### EXERCISE INSTRUCTIONS
Echo every line of the items below verbatim, omitting the pictures.

Named region outline items:
━━━
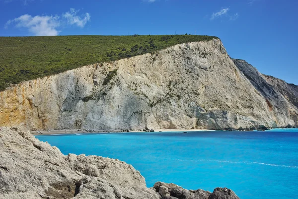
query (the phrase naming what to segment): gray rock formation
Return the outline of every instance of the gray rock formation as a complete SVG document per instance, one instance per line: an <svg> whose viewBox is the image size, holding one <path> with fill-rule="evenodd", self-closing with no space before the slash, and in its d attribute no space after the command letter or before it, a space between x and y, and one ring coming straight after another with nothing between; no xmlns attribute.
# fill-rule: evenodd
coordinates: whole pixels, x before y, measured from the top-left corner
<svg viewBox="0 0 298 199"><path fill-rule="evenodd" d="M233 61L265 99L276 121L272 127L297 127L298 86L261 74L244 60L233 59Z"/></svg>
<svg viewBox="0 0 298 199"><path fill-rule="evenodd" d="M132 166L96 156L63 155L29 132L0 127L0 199L238 199L227 189L213 194L145 180Z"/></svg>
<svg viewBox="0 0 298 199"><path fill-rule="evenodd" d="M162 199L239 199L227 188L216 188L213 193L202 190L187 190L173 184L157 182L153 189Z"/></svg>
<svg viewBox="0 0 298 199"><path fill-rule="evenodd" d="M86 66L0 92L0 126L110 131L297 126L297 108L264 78L255 88L239 68L217 39Z"/></svg>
━━━
### ANSWER FOR THE TASK
query (the phrase naming what to segment): gray rock formation
Return the outline of every instance of the gray rock formation as a complete SVG document per instance, one instance per line: an <svg> whose viewBox is the image size, holding one <path> with fill-rule="evenodd", self-closing with no space before the slash, and in its d attribute no space after the command letter or before it, a space between x and y, and one ring coming straight after another with nothing between; no xmlns attribute.
# fill-rule: evenodd
coordinates: whole pixels, x before y, measured from the top-left corner
<svg viewBox="0 0 298 199"><path fill-rule="evenodd" d="M233 61L265 99L276 121L272 127L297 127L298 86L261 74L244 60L233 59Z"/></svg>
<svg viewBox="0 0 298 199"><path fill-rule="evenodd" d="M132 166L96 156L63 155L29 132L0 127L0 199L238 199L227 189L213 194L145 180Z"/></svg>
<svg viewBox="0 0 298 199"><path fill-rule="evenodd" d="M162 199L239 199L227 188L216 188L213 193L202 190L187 190L173 184L157 182L153 189Z"/></svg>
<svg viewBox="0 0 298 199"><path fill-rule="evenodd" d="M86 66L0 92L0 126L110 131L297 126L297 108L264 78L255 88L239 68L217 39Z"/></svg>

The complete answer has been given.